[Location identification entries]
* begin *

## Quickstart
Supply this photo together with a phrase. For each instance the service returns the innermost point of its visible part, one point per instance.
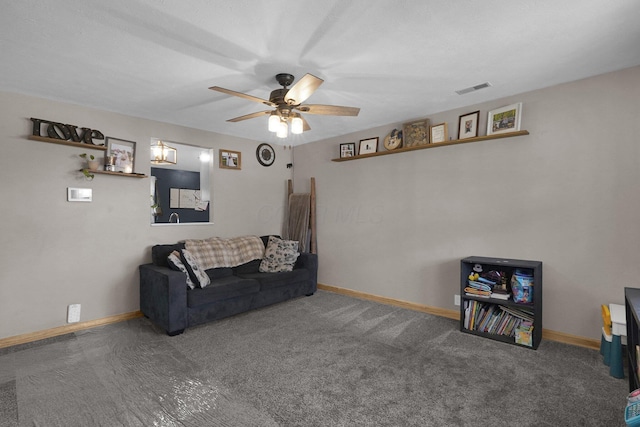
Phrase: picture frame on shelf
(368, 146)
(347, 149)
(229, 159)
(504, 119)
(415, 133)
(439, 133)
(468, 125)
(393, 140)
(123, 153)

* end *

Exercise objective: Rescale the listing above by rewriting every line with each point coordinate multiplied by 1.4 and rounded to a whole number, with halves rounded up. Leave the picture out, and keep every other line as it is.

The completed task:
## Quickstart
Supply this photo together with a phrase. For each instance the service returns the innermost point of its visible part, one point per instance.
Phrase: picture frame on shelf
(515, 204)
(486, 209)
(321, 223)
(706, 167)
(581, 186)
(615, 186)
(655, 175)
(550, 196)
(172, 214)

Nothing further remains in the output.